─── Dataset records ───
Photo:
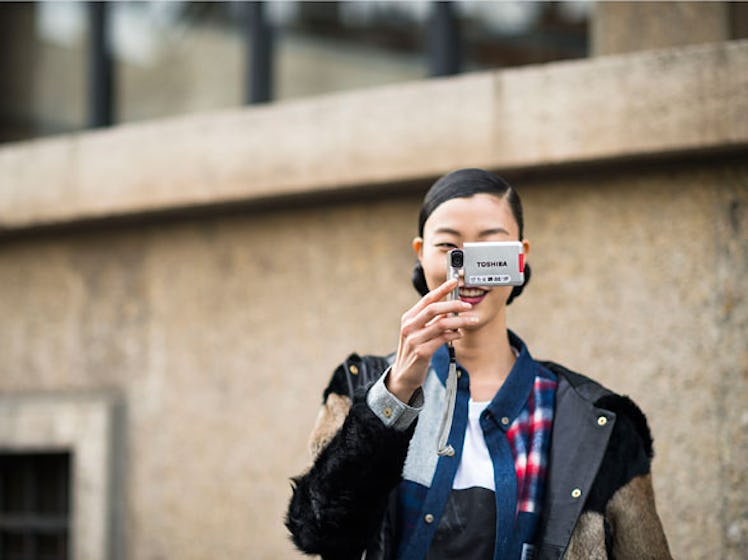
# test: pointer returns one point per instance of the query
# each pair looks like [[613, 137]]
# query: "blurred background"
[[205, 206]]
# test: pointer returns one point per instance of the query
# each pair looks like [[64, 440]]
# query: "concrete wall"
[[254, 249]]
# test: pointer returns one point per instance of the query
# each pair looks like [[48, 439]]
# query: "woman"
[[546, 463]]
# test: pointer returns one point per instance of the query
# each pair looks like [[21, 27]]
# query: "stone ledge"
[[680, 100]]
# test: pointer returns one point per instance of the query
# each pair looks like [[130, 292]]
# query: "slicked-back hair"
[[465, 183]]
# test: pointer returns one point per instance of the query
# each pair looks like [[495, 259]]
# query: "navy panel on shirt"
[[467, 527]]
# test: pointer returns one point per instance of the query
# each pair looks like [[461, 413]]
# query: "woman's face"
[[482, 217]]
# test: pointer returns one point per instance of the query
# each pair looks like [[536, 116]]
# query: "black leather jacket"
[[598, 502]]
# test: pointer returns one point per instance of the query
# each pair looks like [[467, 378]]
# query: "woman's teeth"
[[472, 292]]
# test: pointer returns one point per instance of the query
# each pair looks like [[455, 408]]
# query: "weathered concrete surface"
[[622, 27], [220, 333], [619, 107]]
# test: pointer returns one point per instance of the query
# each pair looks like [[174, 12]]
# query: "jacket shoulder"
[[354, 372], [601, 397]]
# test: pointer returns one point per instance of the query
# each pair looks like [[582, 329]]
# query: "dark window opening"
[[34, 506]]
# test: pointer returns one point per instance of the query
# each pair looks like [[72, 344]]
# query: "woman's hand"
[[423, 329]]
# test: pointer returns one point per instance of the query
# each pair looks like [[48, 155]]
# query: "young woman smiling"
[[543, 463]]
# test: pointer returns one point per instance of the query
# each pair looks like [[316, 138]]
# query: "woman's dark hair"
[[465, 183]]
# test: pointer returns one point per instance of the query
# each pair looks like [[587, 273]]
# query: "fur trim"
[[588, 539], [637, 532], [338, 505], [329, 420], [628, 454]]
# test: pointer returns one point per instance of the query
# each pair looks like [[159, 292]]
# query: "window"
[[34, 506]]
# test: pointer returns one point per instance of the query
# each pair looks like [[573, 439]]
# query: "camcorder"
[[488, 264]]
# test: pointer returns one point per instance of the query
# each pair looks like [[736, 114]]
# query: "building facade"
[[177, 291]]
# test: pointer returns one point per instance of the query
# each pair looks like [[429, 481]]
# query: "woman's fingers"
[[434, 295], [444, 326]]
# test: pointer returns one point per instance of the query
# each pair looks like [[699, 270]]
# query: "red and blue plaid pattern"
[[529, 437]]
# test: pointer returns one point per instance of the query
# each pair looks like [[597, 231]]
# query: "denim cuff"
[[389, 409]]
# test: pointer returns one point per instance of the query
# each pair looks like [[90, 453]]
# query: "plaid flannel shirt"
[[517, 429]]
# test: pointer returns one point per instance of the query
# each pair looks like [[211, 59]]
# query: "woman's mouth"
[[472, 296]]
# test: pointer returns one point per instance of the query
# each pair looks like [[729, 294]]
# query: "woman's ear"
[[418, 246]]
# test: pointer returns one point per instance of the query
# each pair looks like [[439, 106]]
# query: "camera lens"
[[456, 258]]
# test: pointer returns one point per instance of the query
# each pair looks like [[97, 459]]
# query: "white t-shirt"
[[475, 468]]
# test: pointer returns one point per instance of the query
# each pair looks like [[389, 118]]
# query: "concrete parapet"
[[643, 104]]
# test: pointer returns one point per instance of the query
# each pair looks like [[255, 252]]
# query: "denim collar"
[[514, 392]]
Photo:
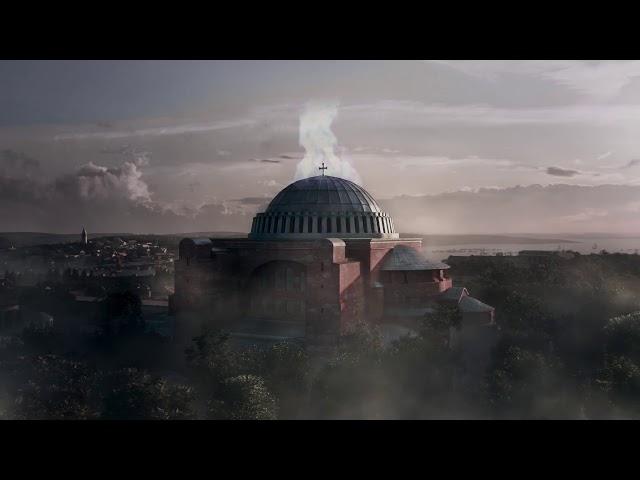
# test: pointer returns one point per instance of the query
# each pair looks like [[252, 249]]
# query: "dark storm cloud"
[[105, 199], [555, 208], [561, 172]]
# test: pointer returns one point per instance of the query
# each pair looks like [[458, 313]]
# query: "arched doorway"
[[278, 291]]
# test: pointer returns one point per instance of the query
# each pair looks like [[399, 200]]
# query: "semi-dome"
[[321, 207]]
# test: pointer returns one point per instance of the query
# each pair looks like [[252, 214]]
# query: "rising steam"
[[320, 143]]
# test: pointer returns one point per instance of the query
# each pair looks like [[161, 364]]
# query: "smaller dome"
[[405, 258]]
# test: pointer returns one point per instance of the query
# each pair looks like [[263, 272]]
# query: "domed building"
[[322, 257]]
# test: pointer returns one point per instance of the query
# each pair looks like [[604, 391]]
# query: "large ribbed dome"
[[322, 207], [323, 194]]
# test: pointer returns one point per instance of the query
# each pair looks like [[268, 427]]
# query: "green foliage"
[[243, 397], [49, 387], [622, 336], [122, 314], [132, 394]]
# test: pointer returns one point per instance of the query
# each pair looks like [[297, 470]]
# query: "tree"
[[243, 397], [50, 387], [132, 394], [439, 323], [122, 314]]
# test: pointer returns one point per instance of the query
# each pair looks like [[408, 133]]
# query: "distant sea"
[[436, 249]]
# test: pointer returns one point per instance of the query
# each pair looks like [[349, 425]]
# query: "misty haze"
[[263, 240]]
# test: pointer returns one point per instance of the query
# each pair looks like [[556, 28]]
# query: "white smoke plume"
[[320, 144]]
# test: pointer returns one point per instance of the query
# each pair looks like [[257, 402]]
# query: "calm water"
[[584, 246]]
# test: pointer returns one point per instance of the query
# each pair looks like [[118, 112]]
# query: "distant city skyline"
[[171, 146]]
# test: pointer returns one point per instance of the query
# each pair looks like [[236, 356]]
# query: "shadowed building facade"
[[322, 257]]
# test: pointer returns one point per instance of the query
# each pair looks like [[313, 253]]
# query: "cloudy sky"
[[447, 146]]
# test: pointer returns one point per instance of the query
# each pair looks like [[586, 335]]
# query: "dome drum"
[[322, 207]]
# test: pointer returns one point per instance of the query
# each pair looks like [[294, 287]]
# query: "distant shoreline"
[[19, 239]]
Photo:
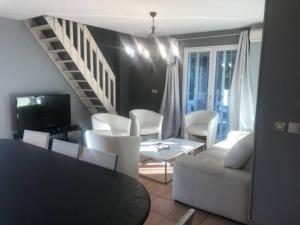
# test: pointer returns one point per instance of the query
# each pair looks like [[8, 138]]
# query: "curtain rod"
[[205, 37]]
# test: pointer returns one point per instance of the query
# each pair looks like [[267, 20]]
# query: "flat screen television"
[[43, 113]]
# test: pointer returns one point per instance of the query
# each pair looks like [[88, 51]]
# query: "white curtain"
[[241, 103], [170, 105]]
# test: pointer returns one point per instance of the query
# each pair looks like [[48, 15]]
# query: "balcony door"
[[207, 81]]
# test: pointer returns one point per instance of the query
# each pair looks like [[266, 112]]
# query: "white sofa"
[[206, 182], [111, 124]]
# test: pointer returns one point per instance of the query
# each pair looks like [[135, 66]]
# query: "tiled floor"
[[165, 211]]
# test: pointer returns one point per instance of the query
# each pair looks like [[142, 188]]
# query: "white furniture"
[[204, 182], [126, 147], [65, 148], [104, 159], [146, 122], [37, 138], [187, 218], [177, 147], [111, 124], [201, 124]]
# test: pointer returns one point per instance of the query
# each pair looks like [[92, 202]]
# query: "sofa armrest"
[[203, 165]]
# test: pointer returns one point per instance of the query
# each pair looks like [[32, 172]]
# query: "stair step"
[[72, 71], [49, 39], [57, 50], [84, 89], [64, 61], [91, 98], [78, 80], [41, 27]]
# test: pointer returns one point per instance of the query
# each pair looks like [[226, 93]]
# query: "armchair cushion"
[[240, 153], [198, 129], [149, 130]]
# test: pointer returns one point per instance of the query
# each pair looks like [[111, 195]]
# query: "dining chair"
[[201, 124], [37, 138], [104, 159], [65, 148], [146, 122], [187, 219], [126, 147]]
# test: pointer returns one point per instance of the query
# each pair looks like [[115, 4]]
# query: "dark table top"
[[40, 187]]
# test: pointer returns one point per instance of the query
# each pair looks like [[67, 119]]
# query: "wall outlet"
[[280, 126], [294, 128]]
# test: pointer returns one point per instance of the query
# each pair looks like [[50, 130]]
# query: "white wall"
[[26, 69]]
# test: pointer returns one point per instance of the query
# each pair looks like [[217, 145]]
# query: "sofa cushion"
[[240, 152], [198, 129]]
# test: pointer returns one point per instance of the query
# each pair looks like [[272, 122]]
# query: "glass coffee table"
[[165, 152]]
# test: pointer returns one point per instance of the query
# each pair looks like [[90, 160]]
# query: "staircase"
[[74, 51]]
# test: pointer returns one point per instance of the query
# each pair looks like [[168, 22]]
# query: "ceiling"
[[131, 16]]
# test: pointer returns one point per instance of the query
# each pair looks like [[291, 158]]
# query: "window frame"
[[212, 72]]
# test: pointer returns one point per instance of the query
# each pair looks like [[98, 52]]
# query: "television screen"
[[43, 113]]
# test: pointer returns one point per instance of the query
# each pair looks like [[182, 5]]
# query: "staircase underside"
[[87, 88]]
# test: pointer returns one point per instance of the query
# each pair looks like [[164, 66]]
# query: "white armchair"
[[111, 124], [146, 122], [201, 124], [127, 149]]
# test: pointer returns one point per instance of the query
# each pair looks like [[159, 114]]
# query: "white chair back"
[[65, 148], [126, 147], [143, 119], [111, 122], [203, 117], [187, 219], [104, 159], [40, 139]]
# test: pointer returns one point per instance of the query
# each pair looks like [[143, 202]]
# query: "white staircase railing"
───
─── Dataset records ───
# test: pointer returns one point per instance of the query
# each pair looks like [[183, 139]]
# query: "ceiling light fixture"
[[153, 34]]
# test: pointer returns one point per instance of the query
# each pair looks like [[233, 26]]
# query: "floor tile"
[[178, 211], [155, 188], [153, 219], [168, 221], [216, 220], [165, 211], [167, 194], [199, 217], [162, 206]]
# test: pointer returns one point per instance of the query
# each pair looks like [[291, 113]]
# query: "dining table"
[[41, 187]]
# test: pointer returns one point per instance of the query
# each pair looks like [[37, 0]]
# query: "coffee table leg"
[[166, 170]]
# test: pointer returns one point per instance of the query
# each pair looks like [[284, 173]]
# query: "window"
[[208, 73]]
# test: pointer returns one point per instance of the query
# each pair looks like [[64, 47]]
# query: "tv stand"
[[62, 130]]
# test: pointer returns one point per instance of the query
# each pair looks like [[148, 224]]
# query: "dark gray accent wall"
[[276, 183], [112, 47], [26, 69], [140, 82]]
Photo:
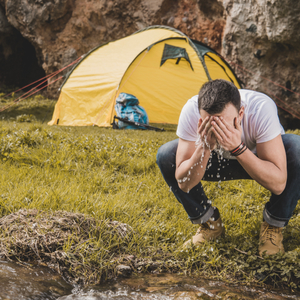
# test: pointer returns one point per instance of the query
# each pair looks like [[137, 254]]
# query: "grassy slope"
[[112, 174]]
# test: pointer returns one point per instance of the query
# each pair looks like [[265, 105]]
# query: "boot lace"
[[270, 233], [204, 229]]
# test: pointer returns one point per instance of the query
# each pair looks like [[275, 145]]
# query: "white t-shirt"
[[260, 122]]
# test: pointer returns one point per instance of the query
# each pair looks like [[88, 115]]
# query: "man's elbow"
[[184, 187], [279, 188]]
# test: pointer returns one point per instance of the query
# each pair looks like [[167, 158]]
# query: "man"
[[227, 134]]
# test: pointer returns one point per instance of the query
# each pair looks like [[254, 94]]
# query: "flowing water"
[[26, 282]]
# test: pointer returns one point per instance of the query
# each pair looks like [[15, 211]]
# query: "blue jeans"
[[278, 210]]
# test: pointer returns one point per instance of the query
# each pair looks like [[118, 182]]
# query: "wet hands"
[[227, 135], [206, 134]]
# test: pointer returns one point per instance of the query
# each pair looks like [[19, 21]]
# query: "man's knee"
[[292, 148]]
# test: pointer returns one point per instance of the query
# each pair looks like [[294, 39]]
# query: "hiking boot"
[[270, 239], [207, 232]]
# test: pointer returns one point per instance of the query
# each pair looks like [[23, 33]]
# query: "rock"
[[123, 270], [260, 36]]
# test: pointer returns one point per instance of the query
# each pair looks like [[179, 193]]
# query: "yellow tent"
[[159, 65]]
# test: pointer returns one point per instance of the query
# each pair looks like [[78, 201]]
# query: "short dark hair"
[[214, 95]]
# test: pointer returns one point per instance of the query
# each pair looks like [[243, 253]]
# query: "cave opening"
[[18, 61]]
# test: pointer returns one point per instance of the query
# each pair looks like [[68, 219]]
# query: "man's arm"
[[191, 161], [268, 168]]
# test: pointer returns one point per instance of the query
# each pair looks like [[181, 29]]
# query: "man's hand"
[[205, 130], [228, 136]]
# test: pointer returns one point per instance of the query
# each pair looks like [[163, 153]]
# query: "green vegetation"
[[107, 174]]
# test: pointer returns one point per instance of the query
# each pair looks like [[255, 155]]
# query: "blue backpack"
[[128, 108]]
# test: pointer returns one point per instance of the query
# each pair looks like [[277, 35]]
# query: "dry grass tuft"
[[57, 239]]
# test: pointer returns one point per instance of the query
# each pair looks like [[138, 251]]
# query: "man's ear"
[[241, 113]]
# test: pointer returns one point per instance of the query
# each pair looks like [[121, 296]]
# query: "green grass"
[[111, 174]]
───
─── Dataset records ───
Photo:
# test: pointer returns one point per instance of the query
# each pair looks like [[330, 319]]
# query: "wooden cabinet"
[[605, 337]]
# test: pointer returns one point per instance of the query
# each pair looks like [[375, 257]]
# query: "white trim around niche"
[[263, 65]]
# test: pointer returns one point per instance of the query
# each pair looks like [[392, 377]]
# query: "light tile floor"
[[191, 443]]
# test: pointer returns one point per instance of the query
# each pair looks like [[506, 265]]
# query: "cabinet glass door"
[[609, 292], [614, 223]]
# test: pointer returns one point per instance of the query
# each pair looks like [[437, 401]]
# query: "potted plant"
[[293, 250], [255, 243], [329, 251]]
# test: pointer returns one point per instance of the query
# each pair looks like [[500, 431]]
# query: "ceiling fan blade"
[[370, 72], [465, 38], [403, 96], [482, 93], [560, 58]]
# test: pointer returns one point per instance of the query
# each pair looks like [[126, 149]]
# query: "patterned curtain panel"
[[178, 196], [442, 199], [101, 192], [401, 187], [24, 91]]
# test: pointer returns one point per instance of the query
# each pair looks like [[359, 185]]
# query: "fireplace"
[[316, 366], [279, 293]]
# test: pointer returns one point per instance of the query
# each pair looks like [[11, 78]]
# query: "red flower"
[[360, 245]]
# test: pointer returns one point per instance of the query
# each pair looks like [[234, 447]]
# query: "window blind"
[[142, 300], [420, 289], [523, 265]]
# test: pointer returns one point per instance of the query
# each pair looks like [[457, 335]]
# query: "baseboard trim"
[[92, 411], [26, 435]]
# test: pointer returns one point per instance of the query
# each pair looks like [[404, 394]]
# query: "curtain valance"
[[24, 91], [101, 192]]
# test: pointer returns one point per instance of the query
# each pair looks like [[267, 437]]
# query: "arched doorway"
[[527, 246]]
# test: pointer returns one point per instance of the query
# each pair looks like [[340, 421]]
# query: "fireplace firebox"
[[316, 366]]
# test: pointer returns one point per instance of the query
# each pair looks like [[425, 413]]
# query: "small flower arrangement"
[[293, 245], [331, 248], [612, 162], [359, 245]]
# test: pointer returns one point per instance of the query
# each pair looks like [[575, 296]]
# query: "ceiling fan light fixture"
───
= Required action =
Of the entries above, repeat exactly the lines between the line with "# each pair looks like [[92, 202]]" and the line with "# each pair looks like [[67, 119]]", inclusive, and no others.

= Written reply =
# each pair looks like [[92, 202]]
# query: "sofa armrest"
[[203, 165]]
# test: pointer returns one point per instance of the query
# each pair looks like [[32, 172]]
# query: "stair step"
[[72, 71], [49, 39], [57, 50], [84, 89], [64, 61], [91, 98], [78, 80], [41, 27]]
# test: pointer returns one point per instance of the query
# each pair looks like [[226, 93]]
# query: "armchair cushion"
[[240, 153], [198, 129], [149, 130]]
# test: pointer returns one point per instance of the query
# each pair looks like [[111, 195]]
# query: "dining chair"
[[201, 124], [37, 138], [104, 159], [65, 148], [146, 122], [187, 219], [126, 147]]
# test: pointer returns one point per instance of the query
# each pair looks like [[115, 4]]
# query: "dark table top"
[[40, 187]]
# test: pointer returns one point per instance of the query
# each pair looks like [[67, 119]]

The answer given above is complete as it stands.